Work required:
In how many lines of the records does the string "slate" appear? State only the number.

Data excerpts:

◆ ◆ ◆

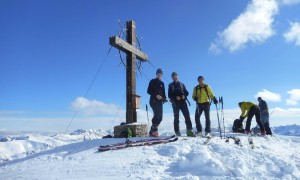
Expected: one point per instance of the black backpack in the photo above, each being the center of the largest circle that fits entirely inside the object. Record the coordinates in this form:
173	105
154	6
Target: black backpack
238	126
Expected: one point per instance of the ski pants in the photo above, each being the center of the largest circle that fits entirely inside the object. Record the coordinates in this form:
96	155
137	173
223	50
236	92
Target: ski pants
177	106
157	107
254	110
199	110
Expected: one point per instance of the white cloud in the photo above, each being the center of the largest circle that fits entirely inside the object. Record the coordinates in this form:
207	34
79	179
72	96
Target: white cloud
94	107
294	97
214	48
293	33
268	96
290	2
254	25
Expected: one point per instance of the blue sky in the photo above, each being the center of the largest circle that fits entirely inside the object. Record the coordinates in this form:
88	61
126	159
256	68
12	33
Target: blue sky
50	51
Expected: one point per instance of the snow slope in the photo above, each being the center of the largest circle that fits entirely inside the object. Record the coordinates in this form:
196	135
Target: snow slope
76	157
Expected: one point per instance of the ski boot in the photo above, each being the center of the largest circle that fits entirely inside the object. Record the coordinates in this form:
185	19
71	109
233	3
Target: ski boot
199	133
247	132
207	135
178	133
153	133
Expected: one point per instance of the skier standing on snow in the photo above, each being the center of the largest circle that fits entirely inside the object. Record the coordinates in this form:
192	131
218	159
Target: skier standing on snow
177	94
250	109
156	90
202	94
264	111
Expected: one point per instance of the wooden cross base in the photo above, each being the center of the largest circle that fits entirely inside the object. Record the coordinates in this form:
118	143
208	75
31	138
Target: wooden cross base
137	129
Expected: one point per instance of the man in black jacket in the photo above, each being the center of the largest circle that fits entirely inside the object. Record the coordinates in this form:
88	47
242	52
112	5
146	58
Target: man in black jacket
156	90
264	111
177	94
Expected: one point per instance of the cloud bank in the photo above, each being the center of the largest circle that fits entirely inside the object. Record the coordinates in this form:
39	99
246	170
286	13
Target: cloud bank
294	98
254	25
293	33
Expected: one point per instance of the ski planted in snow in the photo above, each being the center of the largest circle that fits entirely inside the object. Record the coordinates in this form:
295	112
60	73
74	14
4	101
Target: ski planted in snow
208	138
251	143
135	143
237	140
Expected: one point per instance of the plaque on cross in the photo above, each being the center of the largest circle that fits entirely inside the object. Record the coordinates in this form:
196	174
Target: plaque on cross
132	53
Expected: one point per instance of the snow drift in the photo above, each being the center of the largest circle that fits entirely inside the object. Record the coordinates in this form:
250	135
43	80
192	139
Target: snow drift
63	156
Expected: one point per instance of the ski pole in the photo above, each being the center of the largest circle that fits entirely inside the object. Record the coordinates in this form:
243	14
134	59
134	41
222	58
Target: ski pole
147	115
223	115
217	110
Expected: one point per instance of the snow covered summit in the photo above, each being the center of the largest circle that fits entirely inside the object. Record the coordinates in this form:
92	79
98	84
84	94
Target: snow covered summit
75	157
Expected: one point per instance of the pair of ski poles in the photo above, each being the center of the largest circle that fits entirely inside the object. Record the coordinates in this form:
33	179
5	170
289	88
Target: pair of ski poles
222	116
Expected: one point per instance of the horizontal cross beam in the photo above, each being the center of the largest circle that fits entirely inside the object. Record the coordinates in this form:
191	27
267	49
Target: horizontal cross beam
126	47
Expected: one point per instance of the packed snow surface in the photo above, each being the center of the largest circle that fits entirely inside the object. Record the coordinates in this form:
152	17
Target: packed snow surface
63	156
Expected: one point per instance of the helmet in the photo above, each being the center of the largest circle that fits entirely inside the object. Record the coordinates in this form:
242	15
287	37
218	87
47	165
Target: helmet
200	77
174	74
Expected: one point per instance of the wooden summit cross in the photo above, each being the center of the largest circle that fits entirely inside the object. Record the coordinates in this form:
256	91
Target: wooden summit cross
132	53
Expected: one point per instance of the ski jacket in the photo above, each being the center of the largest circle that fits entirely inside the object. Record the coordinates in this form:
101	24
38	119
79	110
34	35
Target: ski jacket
177	89
245	107
156	87
263	106
203	93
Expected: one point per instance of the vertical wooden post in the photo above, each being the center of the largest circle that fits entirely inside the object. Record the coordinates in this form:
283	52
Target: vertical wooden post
131	115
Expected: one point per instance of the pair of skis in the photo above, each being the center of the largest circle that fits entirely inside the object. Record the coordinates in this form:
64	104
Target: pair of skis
238	142
136	143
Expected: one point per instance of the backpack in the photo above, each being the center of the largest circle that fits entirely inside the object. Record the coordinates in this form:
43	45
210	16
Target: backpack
173	87
238	126
126	133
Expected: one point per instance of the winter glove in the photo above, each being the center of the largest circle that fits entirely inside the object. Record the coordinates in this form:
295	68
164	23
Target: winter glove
195	98
215	100
158	97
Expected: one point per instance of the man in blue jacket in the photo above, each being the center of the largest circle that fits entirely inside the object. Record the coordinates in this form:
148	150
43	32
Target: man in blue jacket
156	90
264	111
177	94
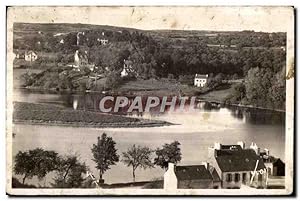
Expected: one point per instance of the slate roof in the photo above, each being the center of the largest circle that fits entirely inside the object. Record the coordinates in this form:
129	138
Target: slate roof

◆ ◆ ◆

Your response:
2